Work to do: Return the lines of the data below exactly as they appear, starting at the line that contains "Guideline: for every instance of the biathlete" and ending at the line that contains "<point>699,311</point>", both included.

'''

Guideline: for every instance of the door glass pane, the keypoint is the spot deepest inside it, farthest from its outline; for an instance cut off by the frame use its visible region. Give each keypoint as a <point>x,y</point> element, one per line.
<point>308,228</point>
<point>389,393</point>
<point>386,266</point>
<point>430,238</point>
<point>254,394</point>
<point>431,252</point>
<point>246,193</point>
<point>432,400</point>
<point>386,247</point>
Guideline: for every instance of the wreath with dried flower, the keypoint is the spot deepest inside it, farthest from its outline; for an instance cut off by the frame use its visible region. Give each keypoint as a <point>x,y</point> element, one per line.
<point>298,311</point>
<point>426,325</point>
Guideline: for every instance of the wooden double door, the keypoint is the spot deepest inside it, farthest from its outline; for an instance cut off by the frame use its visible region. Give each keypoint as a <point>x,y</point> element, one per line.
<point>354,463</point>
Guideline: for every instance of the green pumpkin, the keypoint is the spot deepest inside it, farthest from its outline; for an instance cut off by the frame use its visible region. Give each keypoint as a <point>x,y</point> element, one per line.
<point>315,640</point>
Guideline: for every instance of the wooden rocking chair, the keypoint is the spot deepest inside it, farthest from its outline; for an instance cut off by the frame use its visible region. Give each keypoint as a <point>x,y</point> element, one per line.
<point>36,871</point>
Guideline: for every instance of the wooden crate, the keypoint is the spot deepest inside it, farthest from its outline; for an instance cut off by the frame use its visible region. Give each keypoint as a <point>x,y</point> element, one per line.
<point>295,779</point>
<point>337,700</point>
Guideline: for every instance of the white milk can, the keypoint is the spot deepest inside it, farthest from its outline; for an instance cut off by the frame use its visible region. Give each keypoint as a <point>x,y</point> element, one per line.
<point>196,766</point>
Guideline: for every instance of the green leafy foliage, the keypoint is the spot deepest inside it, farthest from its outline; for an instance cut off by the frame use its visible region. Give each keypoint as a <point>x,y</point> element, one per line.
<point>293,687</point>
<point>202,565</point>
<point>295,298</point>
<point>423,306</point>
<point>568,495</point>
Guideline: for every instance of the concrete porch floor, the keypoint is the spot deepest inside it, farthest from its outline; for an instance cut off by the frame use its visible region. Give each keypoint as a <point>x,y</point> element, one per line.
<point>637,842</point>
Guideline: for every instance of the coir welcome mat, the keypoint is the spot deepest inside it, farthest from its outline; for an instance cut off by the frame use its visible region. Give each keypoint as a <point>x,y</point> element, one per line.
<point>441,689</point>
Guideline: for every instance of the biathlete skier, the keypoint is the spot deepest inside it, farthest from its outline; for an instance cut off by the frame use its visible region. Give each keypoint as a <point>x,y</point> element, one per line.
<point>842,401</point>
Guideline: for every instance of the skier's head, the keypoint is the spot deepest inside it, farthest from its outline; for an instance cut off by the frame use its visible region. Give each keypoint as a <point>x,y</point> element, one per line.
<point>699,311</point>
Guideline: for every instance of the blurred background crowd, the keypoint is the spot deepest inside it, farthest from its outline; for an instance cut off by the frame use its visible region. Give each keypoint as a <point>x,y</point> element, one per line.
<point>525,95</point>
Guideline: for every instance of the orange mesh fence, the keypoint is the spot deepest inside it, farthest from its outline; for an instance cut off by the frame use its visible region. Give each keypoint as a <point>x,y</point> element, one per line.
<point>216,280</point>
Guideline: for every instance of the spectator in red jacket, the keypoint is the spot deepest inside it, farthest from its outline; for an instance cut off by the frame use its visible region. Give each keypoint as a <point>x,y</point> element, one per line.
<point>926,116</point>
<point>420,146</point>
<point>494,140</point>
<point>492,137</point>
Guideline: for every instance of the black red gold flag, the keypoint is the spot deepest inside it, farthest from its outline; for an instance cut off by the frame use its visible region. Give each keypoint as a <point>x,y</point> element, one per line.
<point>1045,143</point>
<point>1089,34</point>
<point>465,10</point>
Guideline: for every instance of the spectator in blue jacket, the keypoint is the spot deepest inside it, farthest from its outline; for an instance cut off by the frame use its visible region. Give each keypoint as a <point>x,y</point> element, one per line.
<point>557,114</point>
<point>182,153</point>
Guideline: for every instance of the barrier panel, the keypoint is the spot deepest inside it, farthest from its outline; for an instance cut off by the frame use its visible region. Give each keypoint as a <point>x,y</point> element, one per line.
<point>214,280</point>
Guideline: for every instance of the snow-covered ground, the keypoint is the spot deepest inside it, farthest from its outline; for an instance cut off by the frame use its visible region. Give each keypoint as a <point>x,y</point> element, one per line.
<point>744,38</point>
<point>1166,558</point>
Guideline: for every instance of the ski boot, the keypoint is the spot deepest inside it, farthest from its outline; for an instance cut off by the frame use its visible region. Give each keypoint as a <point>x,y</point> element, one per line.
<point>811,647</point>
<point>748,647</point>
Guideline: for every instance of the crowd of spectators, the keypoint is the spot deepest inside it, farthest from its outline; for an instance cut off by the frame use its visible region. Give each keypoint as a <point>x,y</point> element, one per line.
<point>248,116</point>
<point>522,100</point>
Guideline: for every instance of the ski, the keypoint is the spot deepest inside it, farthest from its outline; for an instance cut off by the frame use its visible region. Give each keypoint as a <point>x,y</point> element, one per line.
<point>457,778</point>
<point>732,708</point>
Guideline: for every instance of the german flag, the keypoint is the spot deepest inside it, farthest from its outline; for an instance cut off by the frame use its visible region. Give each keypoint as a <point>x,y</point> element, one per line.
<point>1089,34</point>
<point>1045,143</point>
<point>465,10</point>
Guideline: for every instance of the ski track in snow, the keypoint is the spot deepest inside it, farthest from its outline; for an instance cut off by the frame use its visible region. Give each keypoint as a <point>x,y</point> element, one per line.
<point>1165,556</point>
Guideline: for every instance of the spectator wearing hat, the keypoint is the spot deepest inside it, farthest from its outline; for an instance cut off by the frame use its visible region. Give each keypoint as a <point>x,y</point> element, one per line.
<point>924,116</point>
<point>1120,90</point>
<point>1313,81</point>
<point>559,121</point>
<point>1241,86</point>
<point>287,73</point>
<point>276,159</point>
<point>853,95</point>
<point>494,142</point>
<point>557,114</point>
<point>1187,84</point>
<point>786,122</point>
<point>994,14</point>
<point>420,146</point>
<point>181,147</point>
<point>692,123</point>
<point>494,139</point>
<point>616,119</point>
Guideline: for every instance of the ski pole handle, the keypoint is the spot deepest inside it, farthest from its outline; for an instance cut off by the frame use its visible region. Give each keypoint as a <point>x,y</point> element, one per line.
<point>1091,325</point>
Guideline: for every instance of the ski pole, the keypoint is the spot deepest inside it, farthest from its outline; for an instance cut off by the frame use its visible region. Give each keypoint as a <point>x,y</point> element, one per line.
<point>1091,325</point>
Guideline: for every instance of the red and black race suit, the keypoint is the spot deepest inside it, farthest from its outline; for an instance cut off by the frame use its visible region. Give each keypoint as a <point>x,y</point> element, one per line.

'''

Finished task:
Guideline: for every instance of the biathlete skier, the keypoint is the spot deepest inside it, farthest from its outline; for an instance cut off by the frame use its visible region. Give each keypoint as a <point>x,y</point> element, one per line.
<point>842,401</point>
Guideline: for every instance of the skier's head, the keypoint is the spot deepest inside it, farthest from its outline; for an instance cut off by the frame use its visible region. Give each keypoint as a <point>x,y</point> element, one per line.
<point>699,311</point>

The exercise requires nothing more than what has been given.